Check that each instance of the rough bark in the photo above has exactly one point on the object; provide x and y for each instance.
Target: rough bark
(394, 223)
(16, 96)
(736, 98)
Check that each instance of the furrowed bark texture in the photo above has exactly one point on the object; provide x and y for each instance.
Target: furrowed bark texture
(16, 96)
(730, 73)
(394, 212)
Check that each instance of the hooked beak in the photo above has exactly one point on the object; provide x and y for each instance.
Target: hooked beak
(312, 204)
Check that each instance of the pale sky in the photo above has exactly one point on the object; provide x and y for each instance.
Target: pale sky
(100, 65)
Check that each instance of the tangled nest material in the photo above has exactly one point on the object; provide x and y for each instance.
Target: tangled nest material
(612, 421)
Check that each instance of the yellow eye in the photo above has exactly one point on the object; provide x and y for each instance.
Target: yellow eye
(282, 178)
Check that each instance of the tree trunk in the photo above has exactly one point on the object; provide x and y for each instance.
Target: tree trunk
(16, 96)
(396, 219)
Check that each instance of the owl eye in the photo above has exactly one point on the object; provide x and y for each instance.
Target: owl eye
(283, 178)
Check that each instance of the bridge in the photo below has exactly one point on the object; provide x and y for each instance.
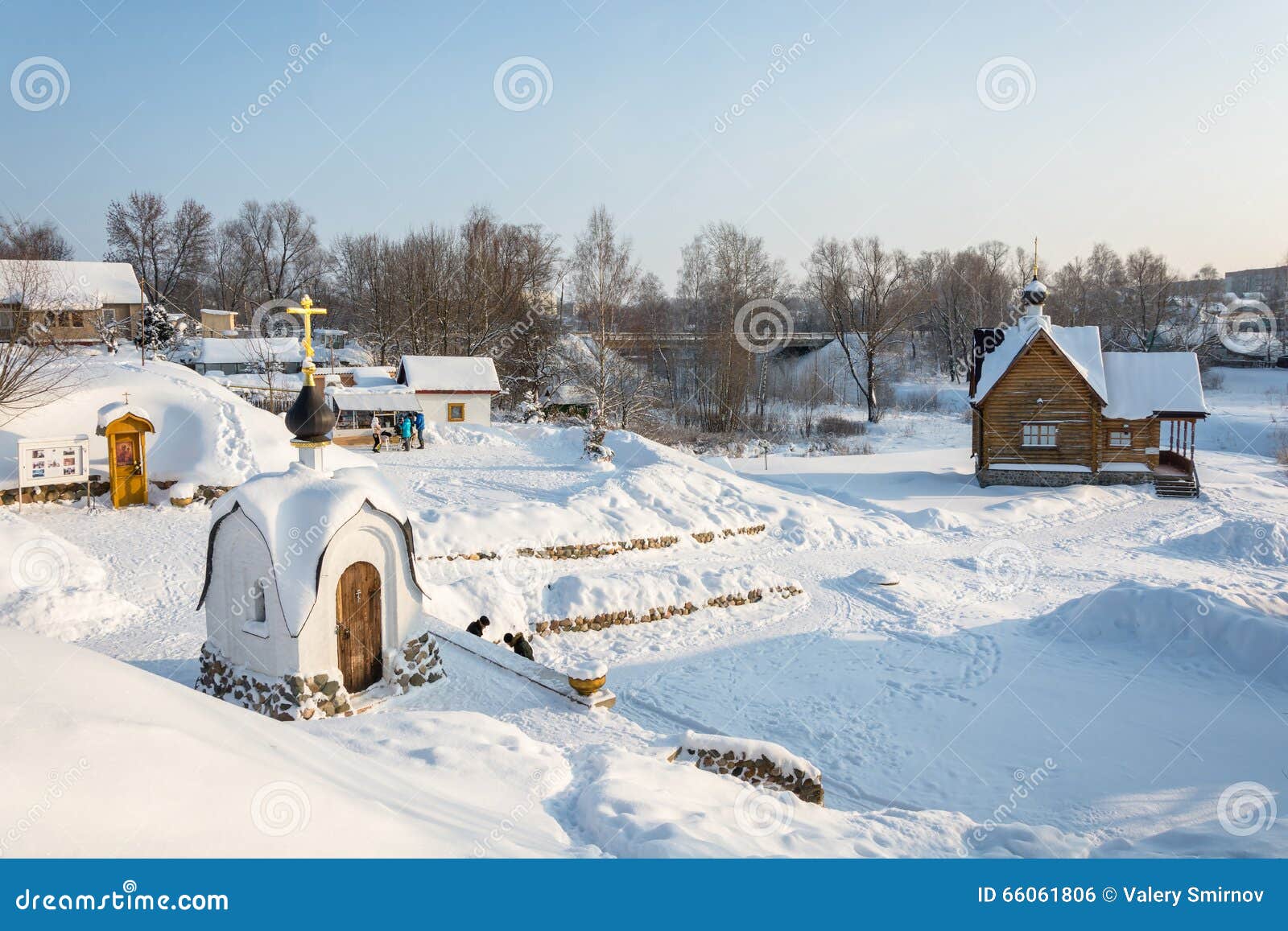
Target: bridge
(798, 343)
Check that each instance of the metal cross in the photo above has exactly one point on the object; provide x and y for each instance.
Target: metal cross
(307, 311)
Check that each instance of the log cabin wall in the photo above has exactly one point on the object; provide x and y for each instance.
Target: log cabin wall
(1144, 441)
(1041, 371)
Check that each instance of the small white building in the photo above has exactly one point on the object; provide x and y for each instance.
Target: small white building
(240, 354)
(312, 596)
(71, 299)
(451, 389)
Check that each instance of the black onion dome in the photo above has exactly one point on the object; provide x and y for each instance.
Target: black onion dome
(311, 418)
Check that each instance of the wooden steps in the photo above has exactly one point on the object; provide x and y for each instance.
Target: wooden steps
(1176, 486)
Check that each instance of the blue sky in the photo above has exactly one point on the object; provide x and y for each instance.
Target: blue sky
(877, 124)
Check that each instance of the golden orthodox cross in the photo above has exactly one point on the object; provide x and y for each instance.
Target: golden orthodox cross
(307, 311)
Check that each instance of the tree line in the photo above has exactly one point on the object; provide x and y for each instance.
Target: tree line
(588, 326)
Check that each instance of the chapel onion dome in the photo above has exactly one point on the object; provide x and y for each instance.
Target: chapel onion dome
(1034, 293)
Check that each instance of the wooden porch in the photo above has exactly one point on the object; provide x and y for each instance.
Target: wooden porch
(1175, 476)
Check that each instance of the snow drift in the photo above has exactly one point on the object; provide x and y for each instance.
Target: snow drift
(51, 586)
(1264, 542)
(1225, 631)
(225, 782)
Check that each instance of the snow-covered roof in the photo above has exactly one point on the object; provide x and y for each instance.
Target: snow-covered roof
(68, 285)
(360, 399)
(1080, 345)
(373, 377)
(113, 412)
(1144, 384)
(448, 373)
(298, 513)
(221, 352)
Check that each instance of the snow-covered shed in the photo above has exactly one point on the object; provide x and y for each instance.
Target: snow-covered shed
(240, 354)
(1051, 409)
(451, 389)
(72, 298)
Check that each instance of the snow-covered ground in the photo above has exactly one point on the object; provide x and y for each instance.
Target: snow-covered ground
(1066, 673)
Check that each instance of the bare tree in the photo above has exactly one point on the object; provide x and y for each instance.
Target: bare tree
(21, 238)
(283, 241)
(1150, 282)
(31, 360)
(865, 290)
(169, 254)
(605, 276)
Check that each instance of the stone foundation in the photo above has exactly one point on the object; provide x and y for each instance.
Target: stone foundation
(1049, 480)
(598, 622)
(296, 697)
(611, 549)
(418, 663)
(758, 770)
(98, 486)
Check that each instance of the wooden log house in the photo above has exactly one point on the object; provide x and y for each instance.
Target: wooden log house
(1051, 409)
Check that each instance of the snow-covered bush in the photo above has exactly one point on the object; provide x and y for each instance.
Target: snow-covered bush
(531, 410)
(594, 446)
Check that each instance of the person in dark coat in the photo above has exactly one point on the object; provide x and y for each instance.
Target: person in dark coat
(519, 644)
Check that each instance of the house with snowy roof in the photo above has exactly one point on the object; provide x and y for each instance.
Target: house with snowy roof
(451, 389)
(1051, 409)
(68, 299)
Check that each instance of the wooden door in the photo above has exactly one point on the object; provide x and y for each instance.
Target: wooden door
(358, 639)
(129, 480)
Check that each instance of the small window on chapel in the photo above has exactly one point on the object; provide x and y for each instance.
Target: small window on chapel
(1040, 435)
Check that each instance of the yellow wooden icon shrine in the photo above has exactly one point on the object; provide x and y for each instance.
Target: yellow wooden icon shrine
(128, 459)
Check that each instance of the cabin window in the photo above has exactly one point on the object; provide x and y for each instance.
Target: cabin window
(254, 609)
(1040, 435)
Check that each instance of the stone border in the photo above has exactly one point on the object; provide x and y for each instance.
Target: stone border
(617, 618)
(759, 772)
(98, 487)
(295, 697)
(611, 549)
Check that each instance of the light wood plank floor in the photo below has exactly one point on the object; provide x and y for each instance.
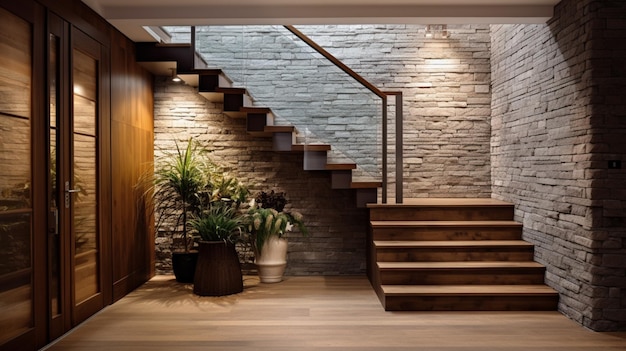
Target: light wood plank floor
(314, 313)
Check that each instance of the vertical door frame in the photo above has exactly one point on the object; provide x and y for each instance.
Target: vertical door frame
(86, 44)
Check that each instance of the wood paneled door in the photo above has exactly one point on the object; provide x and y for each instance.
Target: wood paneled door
(79, 278)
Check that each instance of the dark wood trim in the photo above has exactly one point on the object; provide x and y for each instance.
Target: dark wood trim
(336, 62)
(82, 17)
(23, 9)
(39, 146)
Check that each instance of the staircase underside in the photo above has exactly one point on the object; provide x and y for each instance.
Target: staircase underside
(216, 87)
(453, 255)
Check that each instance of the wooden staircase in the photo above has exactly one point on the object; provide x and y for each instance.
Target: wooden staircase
(453, 254)
(213, 85)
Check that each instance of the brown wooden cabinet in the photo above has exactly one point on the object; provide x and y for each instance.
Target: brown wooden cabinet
(72, 237)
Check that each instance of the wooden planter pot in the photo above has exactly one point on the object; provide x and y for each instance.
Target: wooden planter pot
(218, 271)
(184, 266)
(272, 260)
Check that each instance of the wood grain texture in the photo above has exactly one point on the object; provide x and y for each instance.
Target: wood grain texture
(314, 313)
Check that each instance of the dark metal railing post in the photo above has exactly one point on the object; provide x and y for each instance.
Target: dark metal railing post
(399, 150)
(384, 151)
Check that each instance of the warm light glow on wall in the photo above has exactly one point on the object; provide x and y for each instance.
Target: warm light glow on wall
(436, 31)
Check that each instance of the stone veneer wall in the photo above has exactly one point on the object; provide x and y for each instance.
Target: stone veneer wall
(445, 82)
(447, 109)
(336, 242)
(557, 119)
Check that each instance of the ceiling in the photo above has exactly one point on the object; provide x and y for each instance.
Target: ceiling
(129, 16)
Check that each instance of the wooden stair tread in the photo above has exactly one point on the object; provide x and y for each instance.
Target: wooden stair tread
(468, 290)
(401, 244)
(340, 166)
(366, 185)
(310, 147)
(279, 129)
(405, 224)
(443, 202)
(458, 265)
(253, 109)
(230, 90)
(208, 71)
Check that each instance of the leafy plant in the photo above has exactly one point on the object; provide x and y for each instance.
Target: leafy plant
(181, 182)
(263, 222)
(221, 222)
(272, 199)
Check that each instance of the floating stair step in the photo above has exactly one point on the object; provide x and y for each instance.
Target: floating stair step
(366, 192)
(366, 185)
(446, 230)
(469, 298)
(269, 131)
(182, 55)
(341, 175)
(455, 273)
(340, 166)
(231, 91)
(310, 147)
(204, 79)
(443, 209)
(431, 251)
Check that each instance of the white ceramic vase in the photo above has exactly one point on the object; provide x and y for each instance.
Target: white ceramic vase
(272, 260)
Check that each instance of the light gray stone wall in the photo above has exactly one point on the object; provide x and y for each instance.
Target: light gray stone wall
(445, 84)
(557, 111)
(336, 243)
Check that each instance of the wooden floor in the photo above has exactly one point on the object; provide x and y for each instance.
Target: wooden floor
(315, 313)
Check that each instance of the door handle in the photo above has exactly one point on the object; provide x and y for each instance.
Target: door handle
(69, 191)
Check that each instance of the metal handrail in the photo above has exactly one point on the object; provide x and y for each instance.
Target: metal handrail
(384, 96)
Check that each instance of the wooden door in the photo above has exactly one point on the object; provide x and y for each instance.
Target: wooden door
(17, 289)
(78, 280)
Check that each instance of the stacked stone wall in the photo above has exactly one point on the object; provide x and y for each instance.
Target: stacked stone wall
(445, 85)
(336, 242)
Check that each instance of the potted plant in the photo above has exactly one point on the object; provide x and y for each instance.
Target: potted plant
(267, 225)
(218, 270)
(180, 183)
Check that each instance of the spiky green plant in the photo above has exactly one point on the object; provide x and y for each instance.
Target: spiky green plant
(180, 180)
(221, 222)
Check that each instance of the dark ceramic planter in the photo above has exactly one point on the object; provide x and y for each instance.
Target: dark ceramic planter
(218, 271)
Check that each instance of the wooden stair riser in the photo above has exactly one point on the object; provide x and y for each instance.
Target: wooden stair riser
(315, 160)
(453, 254)
(471, 303)
(466, 276)
(341, 179)
(443, 213)
(256, 122)
(440, 233)
(366, 196)
(283, 141)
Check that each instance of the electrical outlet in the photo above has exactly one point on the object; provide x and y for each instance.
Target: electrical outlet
(615, 164)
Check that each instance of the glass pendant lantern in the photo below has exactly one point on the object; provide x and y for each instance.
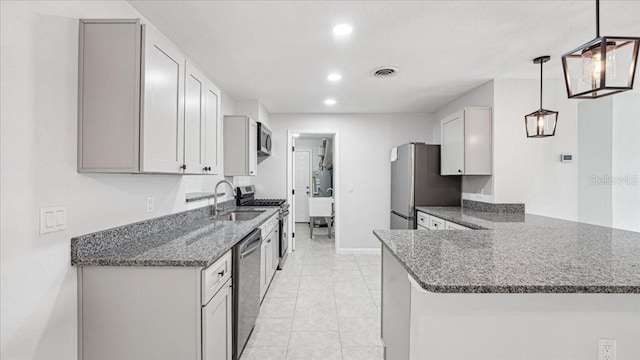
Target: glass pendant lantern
(604, 66)
(542, 122)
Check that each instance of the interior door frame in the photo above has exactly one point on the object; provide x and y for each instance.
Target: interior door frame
(336, 180)
(294, 178)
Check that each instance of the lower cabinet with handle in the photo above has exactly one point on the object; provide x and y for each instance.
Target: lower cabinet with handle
(430, 222)
(270, 253)
(154, 312)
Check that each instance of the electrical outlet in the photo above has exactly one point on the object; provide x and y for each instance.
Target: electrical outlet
(150, 204)
(53, 219)
(606, 349)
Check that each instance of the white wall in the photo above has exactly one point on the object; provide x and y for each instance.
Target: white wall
(525, 170)
(626, 162)
(528, 170)
(594, 159)
(312, 145)
(365, 144)
(39, 66)
(609, 161)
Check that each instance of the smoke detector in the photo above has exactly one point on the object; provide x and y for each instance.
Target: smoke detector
(384, 72)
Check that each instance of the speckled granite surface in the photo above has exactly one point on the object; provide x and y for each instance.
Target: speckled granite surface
(190, 238)
(489, 207)
(517, 254)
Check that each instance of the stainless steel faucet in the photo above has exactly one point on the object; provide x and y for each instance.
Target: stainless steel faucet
(215, 195)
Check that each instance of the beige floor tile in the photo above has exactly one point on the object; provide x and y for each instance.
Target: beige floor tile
(348, 276)
(315, 321)
(271, 332)
(277, 307)
(360, 331)
(356, 307)
(282, 290)
(363, 353)
(264, 353)
(354, 289)
(314, 345)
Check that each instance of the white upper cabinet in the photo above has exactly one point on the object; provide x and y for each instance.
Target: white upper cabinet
(466, 142)
(201, 123)
(253, 148)
(240, 146)
(194, 121)
(212, 133)
(163, 112)
(142, 106)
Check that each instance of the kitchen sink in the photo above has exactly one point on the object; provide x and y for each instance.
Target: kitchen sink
(239, 215)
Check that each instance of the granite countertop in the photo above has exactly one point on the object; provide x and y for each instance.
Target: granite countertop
(193, 238)
(517, 253)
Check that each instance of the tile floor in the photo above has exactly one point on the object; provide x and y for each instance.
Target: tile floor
(321, 306)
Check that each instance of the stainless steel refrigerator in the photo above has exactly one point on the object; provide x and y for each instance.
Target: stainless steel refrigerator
(416, 181)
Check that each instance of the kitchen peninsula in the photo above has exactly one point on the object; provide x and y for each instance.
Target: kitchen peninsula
(514, 286)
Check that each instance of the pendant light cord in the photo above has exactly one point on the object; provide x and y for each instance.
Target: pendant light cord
(597, 18)
(541, 63)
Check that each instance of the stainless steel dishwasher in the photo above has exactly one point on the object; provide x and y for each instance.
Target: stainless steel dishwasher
(246, 289)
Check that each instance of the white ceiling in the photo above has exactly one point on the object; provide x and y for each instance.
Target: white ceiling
(282, 51)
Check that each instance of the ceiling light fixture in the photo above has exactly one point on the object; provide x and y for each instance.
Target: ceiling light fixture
(334, 77)
(342, 29)
(541, 123)
(604, 66)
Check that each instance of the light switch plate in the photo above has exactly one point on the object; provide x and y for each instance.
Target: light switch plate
(606, 349)
(53, 219)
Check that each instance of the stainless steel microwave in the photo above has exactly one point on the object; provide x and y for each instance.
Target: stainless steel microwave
(264, 140)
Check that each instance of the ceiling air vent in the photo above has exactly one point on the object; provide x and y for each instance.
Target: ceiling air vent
(384, 72)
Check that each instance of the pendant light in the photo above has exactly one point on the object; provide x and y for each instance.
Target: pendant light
(604, 66)
(542, 122)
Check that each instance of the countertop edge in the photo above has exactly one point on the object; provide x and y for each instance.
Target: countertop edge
(515, 289)
(171, 263)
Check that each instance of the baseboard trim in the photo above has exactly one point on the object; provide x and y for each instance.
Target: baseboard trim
(358, 251)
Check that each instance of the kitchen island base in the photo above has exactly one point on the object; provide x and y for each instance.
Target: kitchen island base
(550, 326)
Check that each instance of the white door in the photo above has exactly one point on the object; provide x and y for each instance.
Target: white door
(302, 163)
(163, 111)
(452, 151)
(194, 121)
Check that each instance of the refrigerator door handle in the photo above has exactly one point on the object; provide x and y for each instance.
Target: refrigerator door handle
(403, 216)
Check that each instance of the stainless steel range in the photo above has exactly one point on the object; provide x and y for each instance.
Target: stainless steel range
(245, 196)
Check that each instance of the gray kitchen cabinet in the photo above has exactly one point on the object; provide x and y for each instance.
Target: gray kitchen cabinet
(240, 146)
(467, 142)
(270, 253)
(396, 308)
(131, 99)
(201, 117)
(213, 122)
(194, 121)
(156, 312)
(217, 320)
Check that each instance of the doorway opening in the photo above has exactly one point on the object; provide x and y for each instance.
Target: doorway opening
(312, 183)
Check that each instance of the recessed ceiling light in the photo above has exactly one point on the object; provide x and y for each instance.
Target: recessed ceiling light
(334, 77)
(342, 29)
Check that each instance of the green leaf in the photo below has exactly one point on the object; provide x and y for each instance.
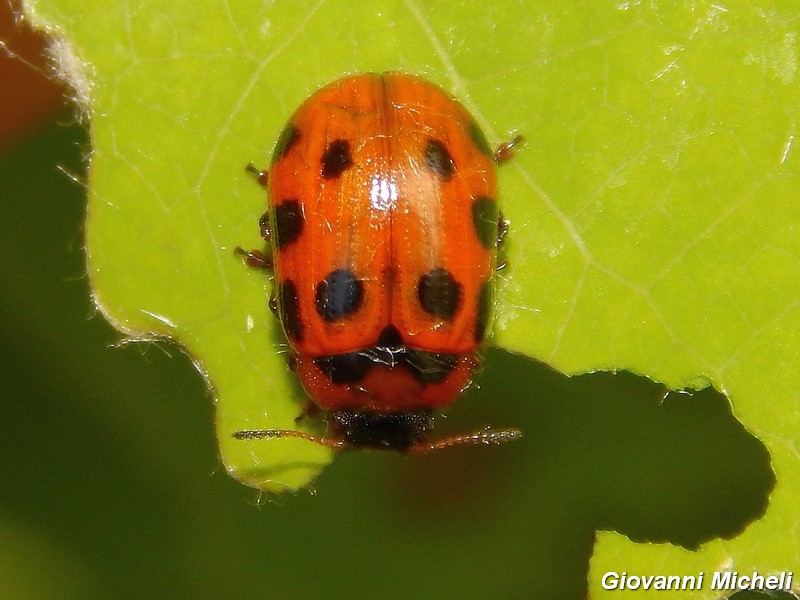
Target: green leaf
(654, 225)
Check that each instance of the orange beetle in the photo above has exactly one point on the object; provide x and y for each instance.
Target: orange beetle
(383, 224)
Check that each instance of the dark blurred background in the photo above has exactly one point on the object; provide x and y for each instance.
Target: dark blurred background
(111, 486)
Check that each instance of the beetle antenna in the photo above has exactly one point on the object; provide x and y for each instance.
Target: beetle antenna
(260, 434)
(486, 436)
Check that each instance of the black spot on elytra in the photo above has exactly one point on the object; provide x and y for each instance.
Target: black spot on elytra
(438, 159)
(345, 369)
(289, 222)
(350, 368)
(477, 137)
(485, 299)
(336, 159)
(381, 430)
(263, 225)
(485, 217)
(390, 337)
(439, 293)
(286, 140)
(339, 295)
(289, 310)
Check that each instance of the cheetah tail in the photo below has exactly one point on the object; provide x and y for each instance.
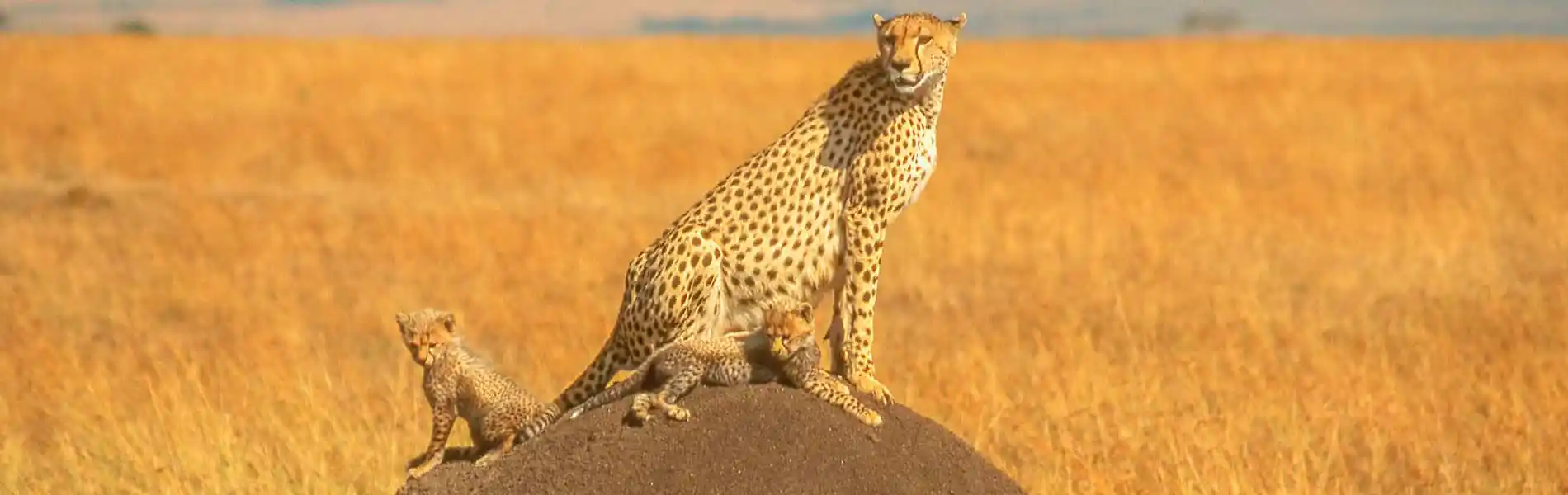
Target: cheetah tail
(621, 389)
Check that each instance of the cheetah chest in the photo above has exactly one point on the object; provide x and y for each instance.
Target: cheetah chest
(921, 167)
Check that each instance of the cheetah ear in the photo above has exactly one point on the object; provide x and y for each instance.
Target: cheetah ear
(958, 22)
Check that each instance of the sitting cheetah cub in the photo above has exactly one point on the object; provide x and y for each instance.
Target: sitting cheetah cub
(461, 384)
(786, 351)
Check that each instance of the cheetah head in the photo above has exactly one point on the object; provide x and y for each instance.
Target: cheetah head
(916, 47)
(425, 331)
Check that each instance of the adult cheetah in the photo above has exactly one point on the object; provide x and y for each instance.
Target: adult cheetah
(800, 218)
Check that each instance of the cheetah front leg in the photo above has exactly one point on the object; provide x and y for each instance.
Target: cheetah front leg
(857, 299)
(442, 417)
(674, 389)
(673, 294)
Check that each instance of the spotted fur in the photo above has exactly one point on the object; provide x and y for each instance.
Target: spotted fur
(460, 384)
(799, 359)
(786, 351)
(799, 219)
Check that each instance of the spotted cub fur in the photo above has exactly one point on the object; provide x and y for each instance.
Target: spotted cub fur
(679, 367)
(799, 356)
(461, 384)
(786, 351)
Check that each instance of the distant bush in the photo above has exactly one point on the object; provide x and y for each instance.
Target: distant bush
● ● ● ●
**The problem**. Quote exactly what appears from the line containing "Check that each instance of the cheetah front" through the final line of the listing above, including both of those lines.

**Worked answer**.
Check that each instance of the cheetah front leg in the photo above has exactly one point on the object; provide x and y for each instance.
Target: cheetah front leg
(857, 299)
(442, 417)
(674, 389)
(673, 294)
Check that each instance of the spotted fur in the photo above has exactly one point on the object; provide x and y for each instance.
Target: spotted fur
(460, 384)
(799, 359)
(786, 351)
(799, 219)
Check that each instance of the spotted cub fur in the photo above has exactly one point on the object; provide x and y for each instance.
Target: spotted cub fur
(679, 367)
(799, 356)
(461, 384)
(786, 351)
Check that each instance of the distant bush in the photo above has exactly one point on the object; provide x and y for each instance.
Target: distant bush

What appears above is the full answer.